» **EXERCISE DESCRIPTION**
The entries below need to be transcribed verbatim.

» **RECORDS TO PROCESS**
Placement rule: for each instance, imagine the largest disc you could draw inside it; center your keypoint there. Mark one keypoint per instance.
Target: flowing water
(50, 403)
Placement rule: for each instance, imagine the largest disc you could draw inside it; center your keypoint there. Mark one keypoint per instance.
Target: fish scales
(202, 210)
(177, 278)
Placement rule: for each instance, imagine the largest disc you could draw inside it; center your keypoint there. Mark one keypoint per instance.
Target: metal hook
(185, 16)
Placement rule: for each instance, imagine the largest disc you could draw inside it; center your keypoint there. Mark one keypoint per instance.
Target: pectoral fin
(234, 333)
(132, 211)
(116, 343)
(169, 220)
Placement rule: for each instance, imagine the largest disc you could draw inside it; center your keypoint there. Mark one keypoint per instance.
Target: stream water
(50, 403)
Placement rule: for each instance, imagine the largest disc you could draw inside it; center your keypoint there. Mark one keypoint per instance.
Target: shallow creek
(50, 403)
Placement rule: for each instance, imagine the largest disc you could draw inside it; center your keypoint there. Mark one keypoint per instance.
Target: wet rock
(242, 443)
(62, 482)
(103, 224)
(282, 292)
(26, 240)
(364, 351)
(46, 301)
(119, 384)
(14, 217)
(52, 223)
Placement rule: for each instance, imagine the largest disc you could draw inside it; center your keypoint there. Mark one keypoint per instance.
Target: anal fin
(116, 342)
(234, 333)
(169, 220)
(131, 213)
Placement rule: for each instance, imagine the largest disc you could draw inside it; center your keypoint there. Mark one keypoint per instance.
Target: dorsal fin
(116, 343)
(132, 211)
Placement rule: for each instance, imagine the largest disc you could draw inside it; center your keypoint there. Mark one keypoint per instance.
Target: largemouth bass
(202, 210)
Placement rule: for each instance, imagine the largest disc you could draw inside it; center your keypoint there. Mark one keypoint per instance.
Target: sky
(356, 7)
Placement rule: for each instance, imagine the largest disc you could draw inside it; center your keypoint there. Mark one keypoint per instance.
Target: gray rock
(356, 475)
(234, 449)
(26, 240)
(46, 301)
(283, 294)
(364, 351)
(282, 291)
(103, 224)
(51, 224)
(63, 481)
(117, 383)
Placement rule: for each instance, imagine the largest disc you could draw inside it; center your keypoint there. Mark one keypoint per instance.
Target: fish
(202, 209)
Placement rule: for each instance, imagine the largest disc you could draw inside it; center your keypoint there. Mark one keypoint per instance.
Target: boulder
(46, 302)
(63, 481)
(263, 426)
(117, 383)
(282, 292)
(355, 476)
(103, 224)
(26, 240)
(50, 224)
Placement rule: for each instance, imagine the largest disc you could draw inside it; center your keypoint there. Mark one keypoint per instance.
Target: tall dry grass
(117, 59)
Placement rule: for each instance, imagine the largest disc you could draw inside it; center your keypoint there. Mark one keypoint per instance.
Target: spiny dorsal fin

» **ANSWER BOX**
Placement rule: for each instance, imagine the largest disc you could draw inside it; center your keypoint there. Mark one keypoint per instance.
Target: flowing water
(50, 403)
Placement rule: for each instance, imagine the largest disc you could draw inside it; center your keypoint there. Mark one keypoint per instance.
Target: fish scales
(202, 210)
(177, 278)
Placement rule: for each instance, imagine the largest disc you could draw inside it; center your keypoint there. Mark one keypoint per instance.
Target: metal hook
(185, 16)
Placement rule: for each instance, imagine the largest disc you could draw inside it; center your keypoint there. Mark one keypoint per instance.
Target: pectoral fin
(234, 333)
(132, 211)
(116, 343)
(169, 220)
Placement rule: for each instance, imagine the largest disc you could draw inside it; center your keypoint there. Mark one keypoint per instance.
Target: stream water
(50, 403)
Placement rule: for each instance, imagine the largest disc you could draw inside it; center your keypoint there. Mark one keypoint per instance.
Target: shallow creek
(50, 403)
Placement rule: for each instance, imagine the largest disc you could draw inside it; center your keypoint there. Mark one keypoint per instance.
Target: wet rock
(242, 443)
(62, 482)
(103, 224)
(282, 292)
(26, 240)
(364, 351)
(46, 301)
(119, 384)
(14, 217)
(52, 223)
Placement rule: for each instance, imagine the largest disc you could draw inside it; center your keypoint there. Mark one keypoint per instance.
Target: anal fin
(116, 342)
(234, 333)
(169, 220)
(131, 213)
Placement rule: for each instance, imagine the largest disc you could draw inside it; center your keypoint there. Mark one keypoint per instance.
Target: dorsal fin
(116, 343)
(132, 211)
Placement rule: for each instance, imagine the largest disc you could draw inside it; center your keypoint there. Mark one keypoint per instance.
Target: largemouth bass
(202, 210)
Placement rule: for each instance, imagine the largest disc you could draw inside it; center your keypoint there. Mark one keypoint per instance.
Target: sky
(356, 7)
Placement rule: for each instance, imagine the largest disc you could draw inside it; center your keypoint there. Mark one keypoint per instance.
Target: gray rock
(356, 475)
(234, 449)
(26, 240)
(46, 301)
(283, 294)
(364, 351)
(282, 291)
(103, 224)
(51, 224)
(63, 481)
(117, 383)
Placement rule: for each instance, imagine the largest disc you could draw inside it; center your keypoint there. Mark one keypoint per instance.
Target: fish
(202, 209)
Placement rule: for each instance, imagine the largest disc you could draw inside it; center your keypoint there. Mark one keypoint per instance.
Target: boulder
(46, 302)
(63, 481)
(263, 426)
(117, 383)
(282, 292)
(355, 476)
(103, 224)
(26, 240)
(50, 224)
Placement rule: for each instance, imagine the largest disc you could draw inside it; center your keypoint there. Mark one keypoint per instance.
Target: tall dry grass
(117, 59)
Placement rule: for each instance, imagine the largest disc you could draw inside it; center your keypoint there. Mark one keypoint per instance.
Target: spiny dorsal fin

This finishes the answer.